▸ **ACTIVITY**
For each line below that contains the string "body", copy that line.

LISTED ENTRIES: Begin

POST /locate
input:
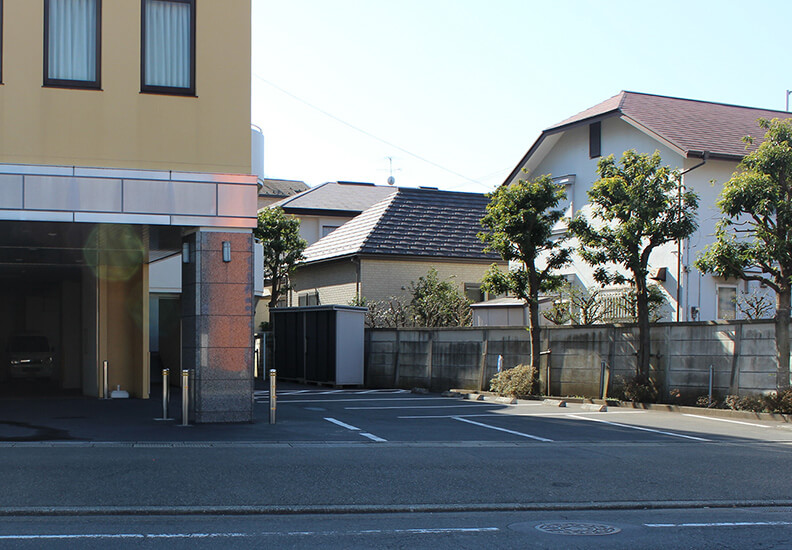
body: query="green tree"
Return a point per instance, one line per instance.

LISTED ENTRIES: End
LISTED ENTRIES: Begin

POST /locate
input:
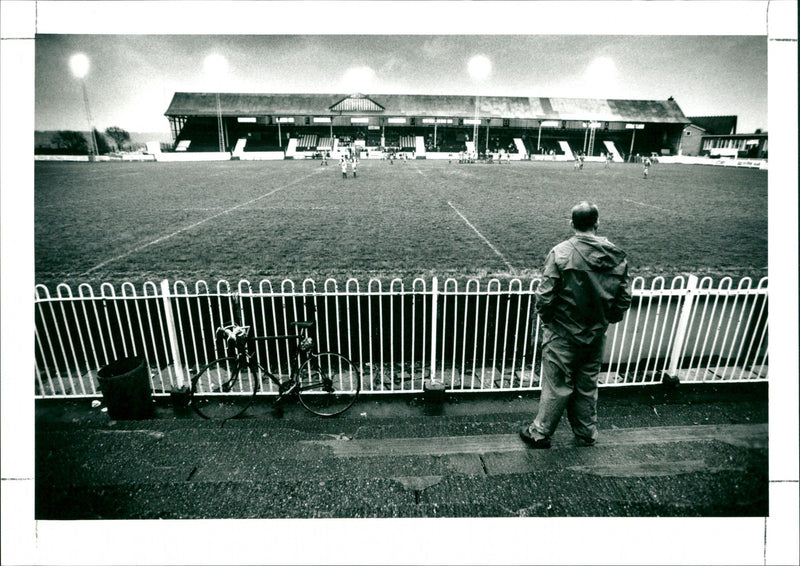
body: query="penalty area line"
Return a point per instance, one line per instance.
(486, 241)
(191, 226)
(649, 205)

LISTED ENTRIES: End
LISTED ENTRIES: Begin

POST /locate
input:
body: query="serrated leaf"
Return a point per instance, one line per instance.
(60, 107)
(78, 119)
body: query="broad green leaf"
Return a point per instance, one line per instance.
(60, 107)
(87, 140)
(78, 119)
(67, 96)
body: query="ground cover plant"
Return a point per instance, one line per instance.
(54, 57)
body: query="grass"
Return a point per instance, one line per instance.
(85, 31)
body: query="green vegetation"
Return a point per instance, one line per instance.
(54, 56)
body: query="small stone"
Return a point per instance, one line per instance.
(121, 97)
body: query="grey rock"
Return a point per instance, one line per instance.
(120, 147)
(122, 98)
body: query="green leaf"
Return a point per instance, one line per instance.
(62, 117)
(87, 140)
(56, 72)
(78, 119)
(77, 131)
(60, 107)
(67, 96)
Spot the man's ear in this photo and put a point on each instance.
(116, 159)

LISTED ENTRIES: End

▸ **RESULT OF THIS EXERCISE**
body: query="green tree"
body: query="penalty area line"
body: query="serrated leaf"
body: query="broad green leaf"
body: query="ground cover plant"
body: query="grass"
body: query="green vegetation"
body: query="small stone"
body: query="grey rock"
body: query="green leaf"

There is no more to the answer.